YOUR TASK —
Convert the lines below into a Markdown table with the columns "No." and "Line", covering the lines from the first one up to and including the line that contains "476L820 505L854 512L906". Number the rows, skip blank lines, and leave out the pictures.

-- RECORD EXTRACTS follows --

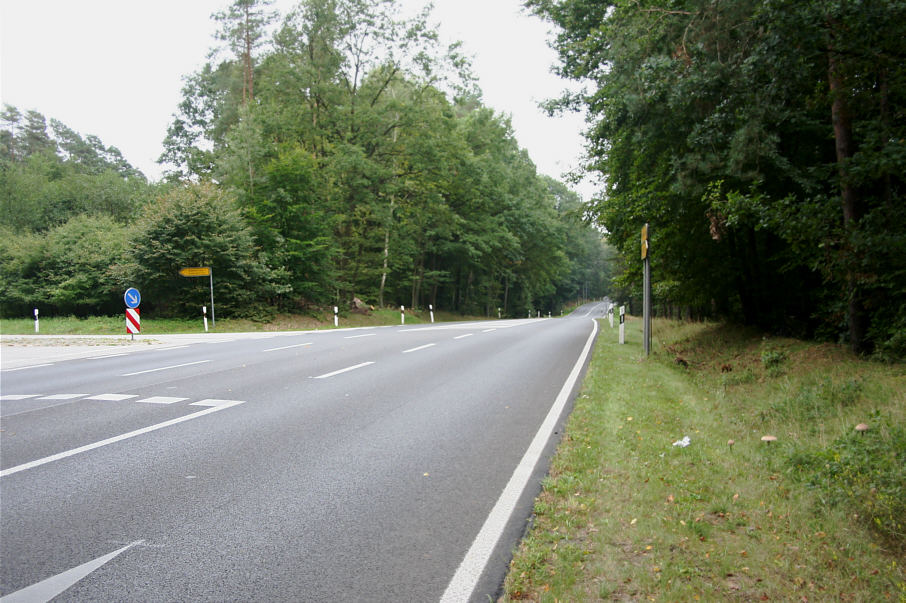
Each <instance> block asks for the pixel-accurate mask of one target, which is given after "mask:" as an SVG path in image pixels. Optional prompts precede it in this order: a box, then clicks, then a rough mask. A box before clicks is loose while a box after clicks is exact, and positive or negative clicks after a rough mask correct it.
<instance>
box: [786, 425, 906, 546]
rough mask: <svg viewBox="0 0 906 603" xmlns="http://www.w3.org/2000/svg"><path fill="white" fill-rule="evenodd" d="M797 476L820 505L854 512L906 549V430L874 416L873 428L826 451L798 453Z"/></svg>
mask: <svg viewBox="0 0 906 603" xmlns="http://www.w3.org/2000/svg"><path fill="white" fill-rule="evenodd" d="M788 464H789V467H790V469H791V471H792V473H793V474H794V475H795V476H797V477H798V478H799V479H802V480H803V481H804V482H805V483H806V485H807V486H809V487H811V488H814V490H815V491H816V492H817V493H818V504H819V505H827V506H843V507H846V508H848V509H852V510H853V512H854V514H853V517H854V518H856V519H858V520H859V521H862V522H863V523H866V524H867V525H868V526H869V527H870V528H871V529H872V530H874V531H875V532H876V533H878V534H879V535H880V536H881V537H882V538H883V539H884V540H886V541H887V542H889V543H891V544H893V545H894V546H895V547H896V548H898V549H904V548H906V429H904V428H902V427H899V426H893V425H891V424H889V421H888V420H886V419H883V418H881V417H880V416H879V413H875V416H874V417H873V421H872V426H871V428H870V429H869V430H868V431H866V432H864V433H858V432H856V431H853V432H852V433H850V434H847V435H845V436H843V437H840V438H838V439H836V440H835V441H834V442H833V444H831V446H830V447H829V448H827V449H826V450H821V451H818V452H802V451H800V452H797V453H795V454H793V455H792V456H791V457H790V458H789V460H788Z"/></svg>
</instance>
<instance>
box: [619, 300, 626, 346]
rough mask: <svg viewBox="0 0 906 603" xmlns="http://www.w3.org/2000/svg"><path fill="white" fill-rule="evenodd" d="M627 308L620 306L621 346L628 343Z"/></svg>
mask: <svg viewBox="0 0 906 603" xmlns="http://www.w3.org/2000/svg"><path fill="white" fill-rule="evenodd" d="M625 322H626V306H620V345H623V344H624V343H626V325H625V324H624V323H625Z"/></svg>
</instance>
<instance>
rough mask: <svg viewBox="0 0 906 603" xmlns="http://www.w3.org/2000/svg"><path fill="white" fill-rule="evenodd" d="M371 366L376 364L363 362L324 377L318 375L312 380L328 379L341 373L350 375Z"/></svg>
mask: <svg viewBox="0 0 906 603" xmlns="http://www.w3.org/2000/svg"><path fill="white" fill-rule="evenodd" d="M369 364H374V362H363V363H362V364H357V365H355V366H347V367H346V368H344V369H340V370H338V371H334V372H332V373H326V374H324V375H318V376H317V377H312V379H327V378H328V377H333V376H334V375H339V374H341V373H348V372H349V371H354V370H356V369H357V368H362V367H363V366H368V365H369Z"/></svg>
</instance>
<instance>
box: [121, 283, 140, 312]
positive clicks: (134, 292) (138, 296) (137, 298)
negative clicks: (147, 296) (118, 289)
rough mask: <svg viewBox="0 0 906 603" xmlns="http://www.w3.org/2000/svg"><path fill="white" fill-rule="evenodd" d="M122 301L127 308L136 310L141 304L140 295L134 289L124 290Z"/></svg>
mask: <svg viewBox="0 0 906 603" xmlns="http://www.w3.org/2000/svg"><path fill="white" fill-rule="evenodd" d="M123 299H124V300H125V301H126V307H127V308H138V305H139V304H140V303H142V295H141V293H139V292H138V289H136V288H135V287H129V288H128V289H126V294H125V295H124V296H123Z"/></svg>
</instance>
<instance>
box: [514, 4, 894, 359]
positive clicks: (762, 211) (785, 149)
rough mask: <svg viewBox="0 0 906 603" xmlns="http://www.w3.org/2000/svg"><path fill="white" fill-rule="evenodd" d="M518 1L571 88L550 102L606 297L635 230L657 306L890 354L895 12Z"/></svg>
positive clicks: (624, 269)
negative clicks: (577, 197)
mask: <svg viewBox="0 0 906 603" xmlns="http://www.w3.org/2000/svg"><path fill="white" fill-rule="evenodd" d="M526 4H527V6H529V7H530V8H532V9H533V10H534V11H535V12H536V13H538V14H540V15H541V16H543V17H545V18H548V19H550V20H551V21H553V22H554V23H555V24H556V25H557V26H558V27H559V30H558V34H557V41H556V47H557V49H558V51H559V53H560V72H561V74H562V75H564V76H566V77H569V78H573V79H576V80H581V81H584V82H586V83H588V82H590V86H589V91H588V92H587V93H585V94H579V95H573V96H567V97H565V98H563V99H560V100H559V101H556V102H554V103H552V104H551V105H552V108H553V109H557V108H575V107H584V108H587V109H588V111H589V114H590V116H591V118H592V121H591V127H590V129H589V131H588V138H589V142H590V145H591V158H590V165H589V168H590V169H591V170H593V171H596V172H599V173H600V174H602V175H603V176H604V177H605V179H606V182H607V190H606V192H605V194H604V195H602V198H601V199H600V200H599V201H598V202H597V204H596V207H595V213H596V214H597V217H598V220H599V222H600V223H601V224H602V225H603V226H604V227H605V228H606V229H607V231H608V233H609V240H610V241H611V242H613V244H614V245H616V246H617V247H618V249H619V250H620V251H621V252H622V253H623V256H624V261H625V263H624V265H623V266H622V270H621V273H620V274H619V275H618V279H617V282H618V285H619V286H620V287H621V289H622V292H623V293H624V294H625V295H627V296H633V297H637V296H638V292H639V290H640V286H639V281H640V277H641V262H640V260H639V230H640V228H641V226H642V225H643V224H644V223H649V224H650V225H651V244H652V249H651V251H652V252H651V258H652V259H651V262H652V272H653V278H654V281H655V291H654V297H655V299H656V300H658V299H660V300H664V301H666V302H667V303H668V304H679V305H684V306H689V307H691V308H694V309H698V313H708V314H718V315H721V316H729V317H732V318H738V319H740V320H742V321H744V322H746V323H748V324H751V325H756V326H759V327H761V328H765V329H772V330H777V331H783V332H787V333H795V334H803V335H818V336H823V337H829V338H833V339H839V338H845V339H847V340H848V341H849V343H850V345H851V346H852V347H853V349H855V350H856V351H858V352H868V351H871V350H872V349H873V348H875V347H876V348H878V349H879V351H881V352H883V353H884V354H885V355H887V356H890V357H892V356H895V355H896V354H899V353H901V351H902V343H901V339H902V337H901V335H900V334H901V333H902V325H903V324H904V320H906V318H904V311H906V310H904V308H906V306H904V305H903V304H902V303H901V300H902V299H903V296H904V294H906V260H904V258H906V255H904V253H903V251H904V245H906V209H904V208H906V203H904V199H903V194H904V180H903V174H904V173H906V153H904V148H906V147H904V143H903V141H904V140H906V114H904V111H906V70H904V67H903V65H904V64H906V62H904V57H906V36H904V35H903V32H904V30H903V23H904V22H906V3H904V2H902V0H859V1H846V2H841V1H838V0H821V1H816V2H797V1H795V0H781V1H778V2H767V3H766V2H760V1H756V0H742V1H739V2H731V3H727V2H711V1H710V0H681V1H679V2H665V1H654V2H645V3H641V4H640V3H638V2H635V1H634V0H617V1H613V2H595V1H591V0H528V1H527V2H526ZM656 304H657V301H656Z"/></svg>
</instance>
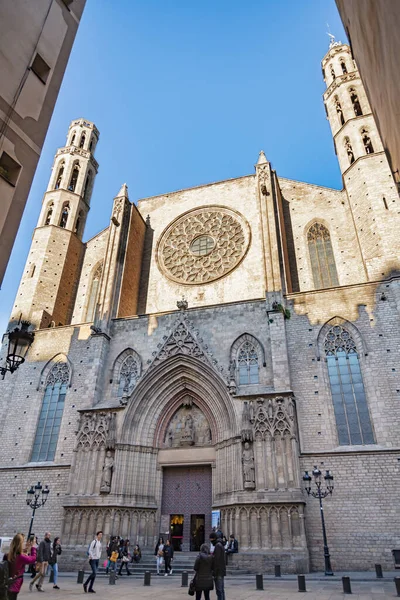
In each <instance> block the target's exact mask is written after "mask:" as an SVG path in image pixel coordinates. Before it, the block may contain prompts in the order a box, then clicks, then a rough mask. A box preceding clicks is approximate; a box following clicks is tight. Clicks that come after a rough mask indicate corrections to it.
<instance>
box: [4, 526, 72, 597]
mask: <svg viewBox="0 0 400 600" xmlns="http://www.w3.org/2000/svg"><path fill="white" fill-rule="evenodd" d="M60 554H61V540H60V538H58V537H56V538H54V540H53V541H51V534H50V533H49V532H46V533H45V535H44V539H43V540H42V541H41V542H40V544H39V545H38V544H37V538H36V537H35V535H32V536H30V537H29V539H28V540H26V539H25V536H24V535H23V534H22V533H17V534H16V535H15V536H14V537H13V539H12V541H11V544H10V549H9V551H8V552H7V554H5V555H4V557H3V561H7V563H8V575H9V579H10V581H11V582H10V584H9V587H8V591H7V594H8V598H9V600H17V596H18V594H19V592H20V591H21V587H22V583H23V575H24V571H25V567H26V566H28V567H30V568H31V569H33V573H32V581H31V582H30V584H29V591H30V592H32V591H33V589H34V586H35V587H36V590H37V591H38V592H43V591H44V590H43V581H44V578H45V575H46V573H47V570H48V568H49V567H50V568H51V569H52V570H53V573H54V583H53V589H55V590H59V589H60V588H59V586H58V583H57V581H58V563H57V558H58V556H59V555H60Z"/></svg>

-- RECORD EXTRACTS concluded --

SOLVED PROBLEM —
| No. | Line |
|---|---|
| 1 | Each <instance> block asks for the pixel-accurate mask of one target, which is given after "mask:" as an SVG path in image pixels. Optional prompts precede it in this order: a box, then clicks, then a rough mask. A box before clicks is loose while a box after clicks is exact, and positive or negative clicks after a rough mask correct it. |
| 2 | <instance> |
| 3 | box: [786, 425, 906, 546] |
| 4 | rough mask: <svg viewBox="0 0 906 603" xmlns="http://www.w3.org/2000/svg"><path fill="white" fill-rule="evenodd" d="M797 476L820 505L854 512L906 549V430L874 416L873 428L826 451L798 453Z"/></svg> |